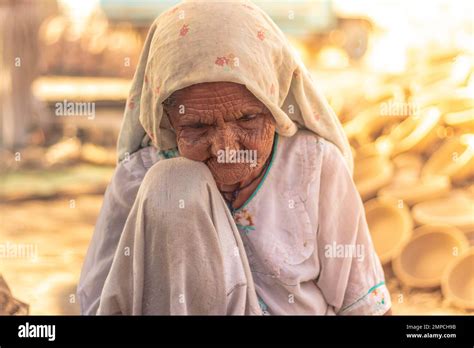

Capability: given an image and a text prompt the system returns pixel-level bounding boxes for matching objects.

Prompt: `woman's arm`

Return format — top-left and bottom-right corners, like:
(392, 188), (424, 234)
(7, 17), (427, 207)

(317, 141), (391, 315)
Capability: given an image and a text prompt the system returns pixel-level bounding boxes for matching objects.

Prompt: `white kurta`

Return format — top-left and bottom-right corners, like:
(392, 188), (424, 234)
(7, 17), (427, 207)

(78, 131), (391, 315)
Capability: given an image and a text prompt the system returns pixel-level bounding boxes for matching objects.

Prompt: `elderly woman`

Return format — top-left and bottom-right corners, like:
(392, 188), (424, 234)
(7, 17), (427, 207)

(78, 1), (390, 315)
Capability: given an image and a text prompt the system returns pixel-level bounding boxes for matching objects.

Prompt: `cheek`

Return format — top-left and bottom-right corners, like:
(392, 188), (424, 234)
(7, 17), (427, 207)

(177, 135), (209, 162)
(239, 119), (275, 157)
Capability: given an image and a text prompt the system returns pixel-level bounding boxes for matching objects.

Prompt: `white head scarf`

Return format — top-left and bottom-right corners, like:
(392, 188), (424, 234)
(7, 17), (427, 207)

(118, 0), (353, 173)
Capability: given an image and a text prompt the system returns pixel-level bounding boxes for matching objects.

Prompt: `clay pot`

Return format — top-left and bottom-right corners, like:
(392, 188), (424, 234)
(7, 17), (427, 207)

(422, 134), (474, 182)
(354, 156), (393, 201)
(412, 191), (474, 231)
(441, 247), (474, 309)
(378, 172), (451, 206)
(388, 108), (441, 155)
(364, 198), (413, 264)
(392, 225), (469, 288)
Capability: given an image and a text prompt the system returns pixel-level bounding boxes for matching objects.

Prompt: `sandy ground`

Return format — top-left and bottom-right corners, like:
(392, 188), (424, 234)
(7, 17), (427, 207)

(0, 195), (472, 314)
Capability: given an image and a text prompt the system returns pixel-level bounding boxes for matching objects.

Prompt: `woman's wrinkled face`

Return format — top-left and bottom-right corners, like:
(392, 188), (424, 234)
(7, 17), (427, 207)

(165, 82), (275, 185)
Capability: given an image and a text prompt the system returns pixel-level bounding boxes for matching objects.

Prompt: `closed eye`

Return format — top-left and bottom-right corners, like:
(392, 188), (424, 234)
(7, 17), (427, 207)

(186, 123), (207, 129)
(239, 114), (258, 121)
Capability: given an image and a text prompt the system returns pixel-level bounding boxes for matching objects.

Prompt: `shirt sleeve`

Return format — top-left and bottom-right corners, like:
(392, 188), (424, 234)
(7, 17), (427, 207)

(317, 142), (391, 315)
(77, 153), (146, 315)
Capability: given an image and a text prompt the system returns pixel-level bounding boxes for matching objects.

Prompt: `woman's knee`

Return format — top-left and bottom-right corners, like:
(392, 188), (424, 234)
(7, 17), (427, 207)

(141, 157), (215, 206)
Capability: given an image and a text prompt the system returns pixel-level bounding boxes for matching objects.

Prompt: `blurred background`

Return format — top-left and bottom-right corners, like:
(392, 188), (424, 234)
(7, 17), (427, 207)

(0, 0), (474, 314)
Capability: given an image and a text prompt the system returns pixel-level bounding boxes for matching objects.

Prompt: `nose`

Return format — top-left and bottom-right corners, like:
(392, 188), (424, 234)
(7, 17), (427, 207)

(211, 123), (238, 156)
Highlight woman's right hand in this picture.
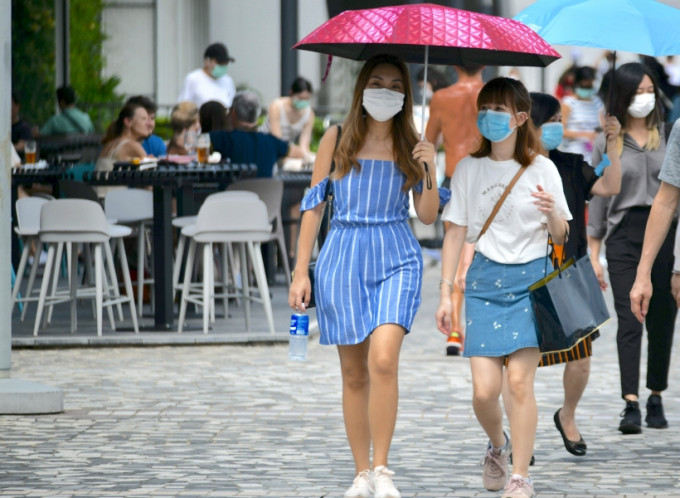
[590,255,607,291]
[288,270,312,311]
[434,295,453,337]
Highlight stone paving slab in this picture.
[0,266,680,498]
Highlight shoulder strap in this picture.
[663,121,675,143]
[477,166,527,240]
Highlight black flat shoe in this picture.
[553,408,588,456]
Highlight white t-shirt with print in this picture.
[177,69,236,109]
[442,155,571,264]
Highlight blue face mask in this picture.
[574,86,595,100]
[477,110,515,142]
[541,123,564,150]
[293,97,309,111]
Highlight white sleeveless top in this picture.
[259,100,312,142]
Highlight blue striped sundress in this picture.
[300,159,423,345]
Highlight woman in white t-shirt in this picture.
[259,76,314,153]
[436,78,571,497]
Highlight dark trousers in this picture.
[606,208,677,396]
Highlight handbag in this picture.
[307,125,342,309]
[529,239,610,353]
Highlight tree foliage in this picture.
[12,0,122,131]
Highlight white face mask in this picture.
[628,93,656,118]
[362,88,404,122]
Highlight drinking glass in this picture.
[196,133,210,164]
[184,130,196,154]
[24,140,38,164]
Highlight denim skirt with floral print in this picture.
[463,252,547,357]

********************

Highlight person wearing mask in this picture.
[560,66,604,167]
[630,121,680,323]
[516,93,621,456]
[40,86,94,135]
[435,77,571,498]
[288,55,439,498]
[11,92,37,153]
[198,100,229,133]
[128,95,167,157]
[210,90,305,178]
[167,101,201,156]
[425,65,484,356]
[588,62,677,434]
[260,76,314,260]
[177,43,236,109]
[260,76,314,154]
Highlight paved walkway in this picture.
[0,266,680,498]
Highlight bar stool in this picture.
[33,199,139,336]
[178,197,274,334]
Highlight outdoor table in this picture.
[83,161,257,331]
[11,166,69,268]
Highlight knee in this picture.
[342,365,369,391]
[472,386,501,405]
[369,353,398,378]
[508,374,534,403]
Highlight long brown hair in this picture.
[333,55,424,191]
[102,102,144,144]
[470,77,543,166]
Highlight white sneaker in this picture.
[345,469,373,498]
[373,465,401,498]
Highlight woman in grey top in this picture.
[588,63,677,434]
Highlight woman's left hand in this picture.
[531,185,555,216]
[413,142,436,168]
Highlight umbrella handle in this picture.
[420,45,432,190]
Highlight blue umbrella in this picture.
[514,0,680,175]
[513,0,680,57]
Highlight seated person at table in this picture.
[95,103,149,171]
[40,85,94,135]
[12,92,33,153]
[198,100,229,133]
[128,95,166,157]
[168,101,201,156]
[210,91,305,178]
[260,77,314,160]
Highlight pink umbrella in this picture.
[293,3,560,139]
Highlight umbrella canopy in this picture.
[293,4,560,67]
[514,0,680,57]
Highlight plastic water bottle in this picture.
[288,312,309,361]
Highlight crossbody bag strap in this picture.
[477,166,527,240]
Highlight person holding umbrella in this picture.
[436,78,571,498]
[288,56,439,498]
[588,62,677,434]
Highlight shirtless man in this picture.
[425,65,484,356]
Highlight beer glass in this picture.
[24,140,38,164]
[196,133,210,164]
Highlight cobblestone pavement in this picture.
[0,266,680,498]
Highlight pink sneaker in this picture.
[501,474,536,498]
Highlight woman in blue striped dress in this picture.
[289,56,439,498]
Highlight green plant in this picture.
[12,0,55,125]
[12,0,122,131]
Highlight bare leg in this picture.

********************

== STATED PROBLEM ==
Please gather each line of the rows above that contains the word "striped". Case counts, so match capital and small letters.

== RIGHT ANSWER ==
Highlight blue striped sundress in this picture.
Highlight woman in blue striped dress in this picture.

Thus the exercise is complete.